_What this task involves_: Each record below must be returned exactly, with no line left out.

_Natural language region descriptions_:
____

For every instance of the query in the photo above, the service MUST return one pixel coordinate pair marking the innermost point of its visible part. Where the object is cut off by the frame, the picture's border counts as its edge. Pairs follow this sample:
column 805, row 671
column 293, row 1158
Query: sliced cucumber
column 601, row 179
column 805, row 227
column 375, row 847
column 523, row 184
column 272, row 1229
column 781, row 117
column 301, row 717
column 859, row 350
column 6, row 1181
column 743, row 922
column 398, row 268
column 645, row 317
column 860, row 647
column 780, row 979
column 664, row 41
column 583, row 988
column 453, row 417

____

_Your solution_:
For every instance of the query in the photo above, the service MUST return one pixel coordinate pair marking the innermost point of its visible part. Where the object is cut off by the frame, the picture's border counts as its edge. Pairs follow this sample:
column 805, row 671
column 293, row 1158
Query: sliced cucumber
column 601, row 179
column 805, row 227
column 375, row 847
column 523, row 184
column 272, row 1229
column 781, row 117
column 301, row 717
column 859, row 350
column 6, row 1181
column 743, row 922
column 398, row 268
column 645, row 317
column 860, row 647
column 780, row 979
column 664, row 41
column 583, row 988
column 453, row 417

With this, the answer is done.